Image annotation data:

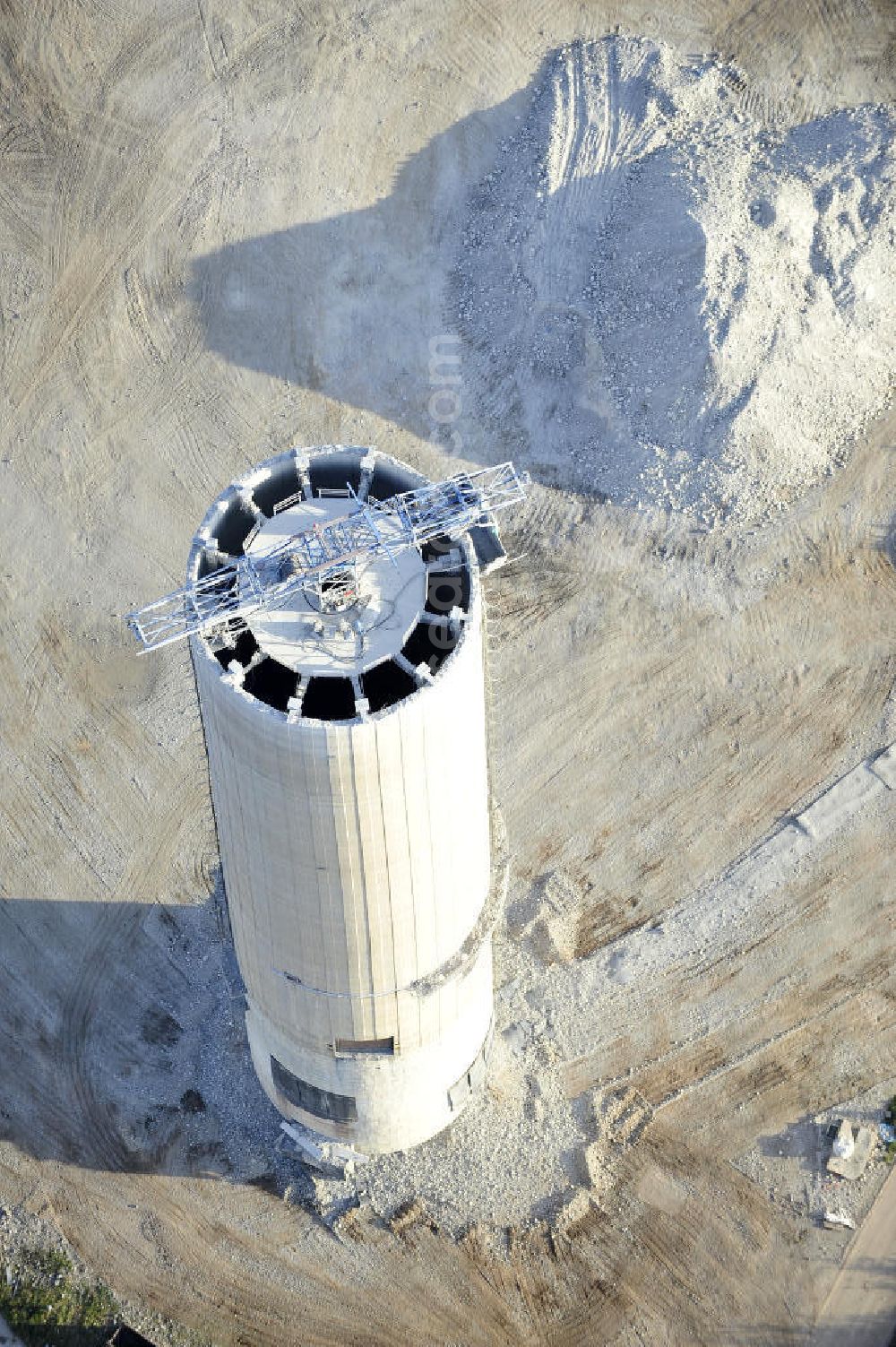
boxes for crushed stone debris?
[452,37,896,527]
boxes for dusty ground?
[0,0,896,1347]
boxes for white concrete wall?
[193,536,492,1151]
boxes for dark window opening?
[219,496,254,557]
[368,462,420,501]
[420,533,457,562]
[271,1058,358,1122]
[426,566,470,614]
[214,630,259,668]
[243,656,297,712]
[252,460,299,519]
[361,660,417,712]
[308,454,361,496]
[302,677,354,721]
[335,1034,395,1056]
[401,617,461,674]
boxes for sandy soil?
[0,0,896,1347]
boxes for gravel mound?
[450,38,896,525]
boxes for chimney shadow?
[0,881,302,1191]
[190,37,892,506]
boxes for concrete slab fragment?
[797,763,886,842]
[867,744,896,790]
[827,1127,877,1179]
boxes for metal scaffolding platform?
[128,463,528,651]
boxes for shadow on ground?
[192,38,885,504]
[0,887,287,1187]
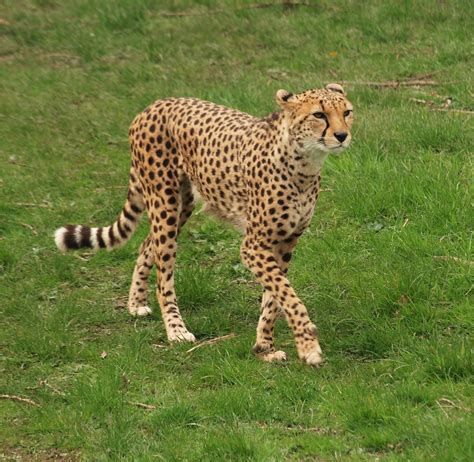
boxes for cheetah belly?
[191,179,247,232]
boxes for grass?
[0,0,474,461]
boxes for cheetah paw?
[260,350,286,363]
[168,329,196,342]
[304,348,323,366]
[128,306,152,316]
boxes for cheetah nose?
[334,132,347,143]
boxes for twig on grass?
[410,98,474,114]
[0,395,41,407]
[158,0,318,18]
[436,398,471,412]
[13,202,51,209]
[127,401,156,411]
[26,379,66,396]
[433,255,474,266]
[186,333,236,353]
[341,79,440,88]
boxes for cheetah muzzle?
[55,84,353,365]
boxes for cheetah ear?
[326,83,346,96]
[275,90,295,109]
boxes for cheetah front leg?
[253,237,297,361]
[241,236,322,366]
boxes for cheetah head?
[276,83,353,157]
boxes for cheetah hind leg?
[128,236,154,316]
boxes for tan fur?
[56,84,352,365]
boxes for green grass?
[0,0,474,461]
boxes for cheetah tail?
[54,167,145,252]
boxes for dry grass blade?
[433,255,474,266]
[14,202,51,209]
[341,79,440,88]
[0,395,41,407]
[186,333,236,353]
[128,401,156,411]
[410,98,474,114]
[158,0,317,18]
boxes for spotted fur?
[55,84,352,365]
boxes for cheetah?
[55,83,353,366]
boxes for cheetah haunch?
[55,84,352,365]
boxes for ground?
[0,0,474,461]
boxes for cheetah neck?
[278,117,329,191]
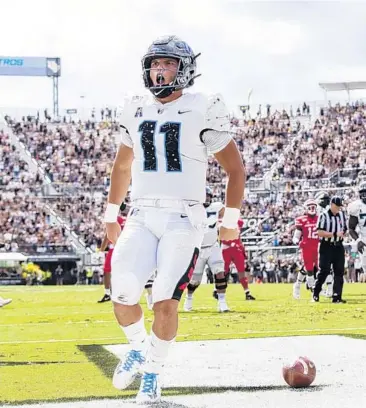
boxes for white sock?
[144,331,175,374]
[121,315,148,351]
[217,293,225,301]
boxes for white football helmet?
[304,199,318,215]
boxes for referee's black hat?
[330,196,343,207]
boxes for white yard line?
[0,327,366,344]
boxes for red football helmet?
[304,199,318,215]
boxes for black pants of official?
[314,242,344,300]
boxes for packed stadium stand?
[0,102,366,284]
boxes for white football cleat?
[183,297,193,312]
[145,293,154,310]
[136,373,161,405]
[292,282,301,299]
[113,350,145,390]
[217,299,230,313]
[0,299,13,307]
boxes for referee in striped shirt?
[313,196,347,303]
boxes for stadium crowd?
[0,100,366,250]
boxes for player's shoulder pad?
[205,94,230,132]
[123,95,153,112]
[347,200,362,217]
[210,201,225,212]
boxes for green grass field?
[0,284,366,404]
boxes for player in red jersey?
[221,220,255,300]
[98,203,126,303]
[292,199,319,299]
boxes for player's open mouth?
[156,74,165,85]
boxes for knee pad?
[111,269,144,306]
[215,275,227,290]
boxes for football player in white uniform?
[183,187,229,312]
[348,181,366,273]
[104,36,245,403]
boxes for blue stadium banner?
[0,56,61,76]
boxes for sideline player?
[292,199,319,299]
[98,203,126,303]
[183,187,229,312]
[104,36,245,403]
[220,218,255,300]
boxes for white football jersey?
[201,202,224,248]
[120,93,231,203]
[348,199,366,240]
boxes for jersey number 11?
[139,120,182,172]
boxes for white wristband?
[221,207,240,229]
[104,203,120,222]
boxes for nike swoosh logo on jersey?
[178,110,192,115]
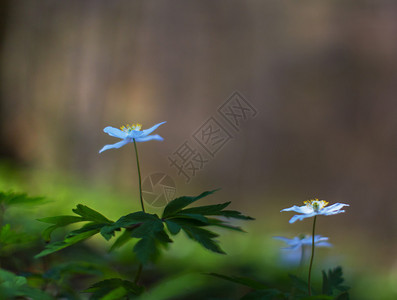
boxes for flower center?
[303,198,328,212]
[120,123,142,133]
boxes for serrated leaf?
[179,201,231,216]
[0,192,46,206]
[241,289,288,300]
[131,219,164,238]
[35,229,99,258]
[38,216,85,241]
[335,292,350,300]
[322,267,349,295]
[180,224,226,254]
[133,237,159,264]
[204,218,245,232]
[43,261,103,280]
[37,216,85,226]
[165,220,182,235]
[101,211,159,240]
[85,278,143,300]
[109,229,132,252]
[163,190,217,218]
[73,204,112,223]
[208,273,268,290]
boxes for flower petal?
[321,203,350,215]
[103,126,127,139]
[273,236,293,245]
[142,122,166,136]
[135,134,164,142]
[289,213,317,224]
[281,205,313,214]
[99,140,128,153]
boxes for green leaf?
[335,292,350,300]
[101,211,159,240]
[43,261,103,280]
[183,201,231,216]
[133,237,160,264]
[73,204,112,223]
[179,224,226,254]
[109,229,132,252]
[131,219,164,238]
[0,269,53,300]
[85,278,143,300]
[165,220,182,235]
[208,273,268,290]
[241,289,288,300]
[322,267,349,295]
[163,190,217,218]
[35,229,99,258]
[38,216,85,241]
[288,274,308,295]
[0,192,45,206]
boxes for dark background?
[0,0,397,298]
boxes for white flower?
[281,199,349,224]
[99,122,165,153]
[273,235,332,250]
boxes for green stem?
[134,139,145,284]
[134,264,143,284]
[308,216,317,296]
[134,139,145,212]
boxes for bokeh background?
[0,0,397,299]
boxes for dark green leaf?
[208,273,268,290]
[0,192,45,206]
[133,237,159,264]
[179,201,231,216]
[73,204,112,223]
[180,224,225,254]
[165,220,182,235]
[109,229,132,252]
[163,190,217,218]
[85,278,143,300]
[288,274,308,294]
[241,289,288,300]
[101,211,159,240]
[131,219,164,238]
[322,267,349,295]
[38,216,85,241]
[35,229,99,258]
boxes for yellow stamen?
[303,198,328,211]
[120,123,142,132]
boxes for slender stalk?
[308,216,317,296]
[134,139,145,284]
[134,139,145,212]
[134,264,143,284]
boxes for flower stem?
[134,264,143,284]
[308,216,317,296]
[134,139,145,284]
[134,139,145,212]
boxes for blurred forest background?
[0,0,397,298]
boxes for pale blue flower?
[99,122,165,153]
[281,199,349,224]
[273,235,332,250]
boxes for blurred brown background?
[0,0,397,272]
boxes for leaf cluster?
[36,191,252,264]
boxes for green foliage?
[36,191,252,264]
[0,192,45,207]
[322,267,349,299]
[0,269,53,300]
[86,278,143,300]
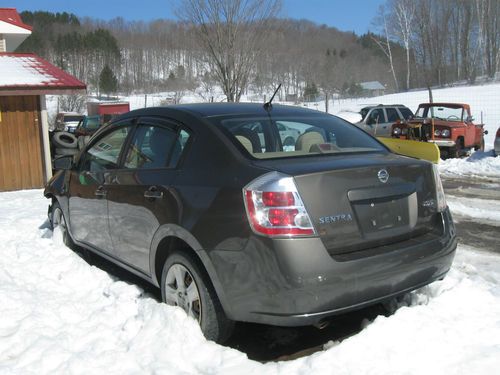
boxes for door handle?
[94,186,107,197]
[144,186,163,199]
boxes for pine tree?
[99,64,118,96]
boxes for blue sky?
[6,0,385,34]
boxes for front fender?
[149,224,232,318]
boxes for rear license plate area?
[353,197,409,233]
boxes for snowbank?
[438,150,500,179]
[0,190,500,374]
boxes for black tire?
[50,202,74,248]
[52,132,78,149]
[161,252,234,343]
[55,148,78,156]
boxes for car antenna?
[264,83,281,111]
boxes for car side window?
[80,126,130,172]
[168,130,190,168]
[399,108,413,120]
[124,125,189,169]
[367,108,385,125]
[385,108,400,122]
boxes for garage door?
[0,96,43,191]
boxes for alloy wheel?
[165,263,201,323]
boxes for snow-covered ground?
[0,190,500,375]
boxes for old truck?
[392,103,487,158]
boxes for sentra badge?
[319,214,352,224]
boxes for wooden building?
[0,8,86,191]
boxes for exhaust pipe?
[313,320,330,330]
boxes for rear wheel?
[161,253,233,343]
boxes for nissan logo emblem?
[377,169,389,184]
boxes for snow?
[438,150,500,179]
[446,195,500,226]
[0,55,56,86]
[0,190,500,374]
[307,83,500,150]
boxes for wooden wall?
[0,95,44,191]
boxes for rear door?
[69,122,132,253]
[107,117,189,275]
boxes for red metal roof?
[0,8,33,31]
[0,53,87,91]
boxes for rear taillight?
[243,172,316,237]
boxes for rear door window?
[80,126,131,172]
[210,115,385,159]
[385,108,400,122]
[366,108,387,125]
[399,108,413,120]
[123,124,189,169]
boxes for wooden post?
[39,95,52,182]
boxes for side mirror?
[54,155,73,170]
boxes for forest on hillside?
[18,0,500,99]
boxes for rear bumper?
[215,210,457,326]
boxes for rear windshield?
[210,115,385,159]
[63,115,83,122]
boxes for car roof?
[121,103,325,117]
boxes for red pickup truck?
[392,103,487,158]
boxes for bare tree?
[176,0,281,102]
[373,5,399,91]
[389,0,416,90]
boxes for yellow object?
[377,137,440,164]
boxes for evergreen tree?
[99,65,118,96]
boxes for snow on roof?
[360,81,385,90]
[0,8,33,31]
[0,53,86,90]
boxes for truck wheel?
[161,252,234,343]
[474,137,484,151]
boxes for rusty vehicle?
[392,103,487,158]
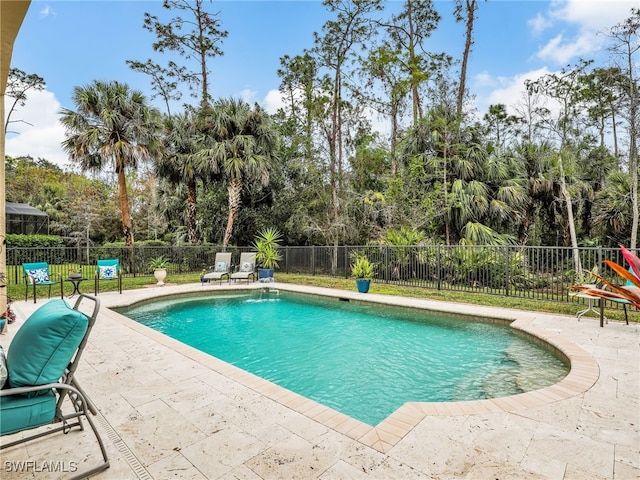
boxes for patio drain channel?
[98,413,153,480]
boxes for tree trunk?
[456,0,478,118]
[560,171,582,281]
[187,179,198,244]
[116,159,133,247]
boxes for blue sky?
[6,0,638,167]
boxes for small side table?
[65,277,88,298]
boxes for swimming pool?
[119,291,568,425]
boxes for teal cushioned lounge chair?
[229,252,256,281]
[0,294,109,478]
[94,258,122,295]
[22,262,64,303]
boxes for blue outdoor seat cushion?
[7,299,89,388]
[0,390,56,435]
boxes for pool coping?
[101,283,600,453]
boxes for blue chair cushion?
[3,299,89,390]
[0,390,56,435]
[240,262,253,273]
[27,268,51,283]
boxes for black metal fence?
[7,245,626,308]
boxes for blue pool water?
[120,292,568,425]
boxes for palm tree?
[200,99,278,248]
[60,80,159,247]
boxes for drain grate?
[97,413,153,480]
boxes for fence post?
[284,245,289,273]
[384,245,391,283]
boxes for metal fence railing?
[7,245,626,312]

Direction
Count the lines of the records above that contain the string "roof", and give only the number.

Expected answer
3